───── AVAILABLE RECORDS ─────

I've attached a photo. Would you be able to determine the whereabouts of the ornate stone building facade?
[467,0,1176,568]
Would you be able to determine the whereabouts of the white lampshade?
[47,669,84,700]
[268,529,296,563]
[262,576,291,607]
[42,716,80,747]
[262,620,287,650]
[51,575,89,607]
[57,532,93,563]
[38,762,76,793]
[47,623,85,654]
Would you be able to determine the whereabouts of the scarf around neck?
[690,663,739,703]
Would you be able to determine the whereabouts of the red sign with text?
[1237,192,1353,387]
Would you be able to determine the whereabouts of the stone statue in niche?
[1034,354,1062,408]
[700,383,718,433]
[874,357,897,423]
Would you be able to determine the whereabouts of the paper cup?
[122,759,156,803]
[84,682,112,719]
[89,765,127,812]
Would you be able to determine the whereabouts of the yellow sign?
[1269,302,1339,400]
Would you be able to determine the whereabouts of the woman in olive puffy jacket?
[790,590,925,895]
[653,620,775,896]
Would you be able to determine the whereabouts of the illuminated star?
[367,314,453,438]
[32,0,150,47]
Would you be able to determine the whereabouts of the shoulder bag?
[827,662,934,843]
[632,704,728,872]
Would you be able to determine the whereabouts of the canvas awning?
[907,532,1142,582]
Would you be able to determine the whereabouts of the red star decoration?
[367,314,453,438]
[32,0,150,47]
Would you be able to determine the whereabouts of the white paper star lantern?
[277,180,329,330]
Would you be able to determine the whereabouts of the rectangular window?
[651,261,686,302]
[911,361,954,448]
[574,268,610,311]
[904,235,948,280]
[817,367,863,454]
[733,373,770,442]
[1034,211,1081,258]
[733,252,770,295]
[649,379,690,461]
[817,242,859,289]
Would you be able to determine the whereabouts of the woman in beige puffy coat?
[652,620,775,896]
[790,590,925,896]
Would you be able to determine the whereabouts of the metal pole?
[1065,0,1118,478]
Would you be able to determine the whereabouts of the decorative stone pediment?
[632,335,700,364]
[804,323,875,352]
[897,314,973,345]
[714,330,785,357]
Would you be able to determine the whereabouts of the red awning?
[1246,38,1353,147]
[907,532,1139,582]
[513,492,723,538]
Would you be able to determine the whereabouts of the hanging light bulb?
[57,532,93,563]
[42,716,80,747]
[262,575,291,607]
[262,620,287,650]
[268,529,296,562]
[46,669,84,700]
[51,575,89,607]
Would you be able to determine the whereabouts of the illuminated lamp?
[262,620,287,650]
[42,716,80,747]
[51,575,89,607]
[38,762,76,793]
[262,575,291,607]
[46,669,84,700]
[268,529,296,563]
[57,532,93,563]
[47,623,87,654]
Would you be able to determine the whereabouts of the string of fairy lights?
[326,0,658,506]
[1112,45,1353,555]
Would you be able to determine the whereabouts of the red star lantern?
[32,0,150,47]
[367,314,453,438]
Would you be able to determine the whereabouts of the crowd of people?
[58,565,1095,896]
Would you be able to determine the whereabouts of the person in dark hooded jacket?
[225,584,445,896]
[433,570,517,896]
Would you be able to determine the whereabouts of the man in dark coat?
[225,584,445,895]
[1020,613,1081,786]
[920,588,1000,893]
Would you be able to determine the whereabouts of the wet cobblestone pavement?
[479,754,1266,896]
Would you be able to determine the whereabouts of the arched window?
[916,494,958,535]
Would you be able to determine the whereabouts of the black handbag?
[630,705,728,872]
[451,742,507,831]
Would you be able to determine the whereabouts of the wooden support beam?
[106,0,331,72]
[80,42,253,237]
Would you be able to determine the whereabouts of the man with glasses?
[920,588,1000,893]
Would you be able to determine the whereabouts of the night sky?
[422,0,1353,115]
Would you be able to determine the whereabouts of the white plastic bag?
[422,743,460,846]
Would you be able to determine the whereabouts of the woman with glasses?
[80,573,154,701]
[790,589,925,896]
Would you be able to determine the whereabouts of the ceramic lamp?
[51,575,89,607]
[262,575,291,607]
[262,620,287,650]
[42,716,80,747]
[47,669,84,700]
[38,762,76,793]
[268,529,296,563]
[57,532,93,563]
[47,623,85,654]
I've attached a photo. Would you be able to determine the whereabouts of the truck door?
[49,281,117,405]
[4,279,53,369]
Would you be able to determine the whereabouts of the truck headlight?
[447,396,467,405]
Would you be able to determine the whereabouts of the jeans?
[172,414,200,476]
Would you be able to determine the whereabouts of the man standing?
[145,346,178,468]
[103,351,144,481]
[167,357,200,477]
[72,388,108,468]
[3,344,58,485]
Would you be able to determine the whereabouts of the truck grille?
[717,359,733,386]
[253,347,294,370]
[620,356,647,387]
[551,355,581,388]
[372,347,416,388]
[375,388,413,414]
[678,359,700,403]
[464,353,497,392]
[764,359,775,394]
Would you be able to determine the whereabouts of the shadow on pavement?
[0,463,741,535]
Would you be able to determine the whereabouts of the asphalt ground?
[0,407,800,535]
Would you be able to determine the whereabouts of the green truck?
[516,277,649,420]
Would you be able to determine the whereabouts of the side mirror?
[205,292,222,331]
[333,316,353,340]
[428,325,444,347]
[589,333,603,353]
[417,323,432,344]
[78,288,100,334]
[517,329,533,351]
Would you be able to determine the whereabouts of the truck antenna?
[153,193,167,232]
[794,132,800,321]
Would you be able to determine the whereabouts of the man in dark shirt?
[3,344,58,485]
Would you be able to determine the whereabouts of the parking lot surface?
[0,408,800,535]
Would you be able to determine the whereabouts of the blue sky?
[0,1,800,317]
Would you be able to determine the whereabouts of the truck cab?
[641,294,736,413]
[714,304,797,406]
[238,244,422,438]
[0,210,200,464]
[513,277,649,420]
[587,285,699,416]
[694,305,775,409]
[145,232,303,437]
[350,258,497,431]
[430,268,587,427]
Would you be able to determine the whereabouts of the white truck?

─────

> _WORK INSTRUCTIONS_
State how many lines of the listing above contain the string "lantern", giving only the number.

> _THE COMPLETED TASK_
2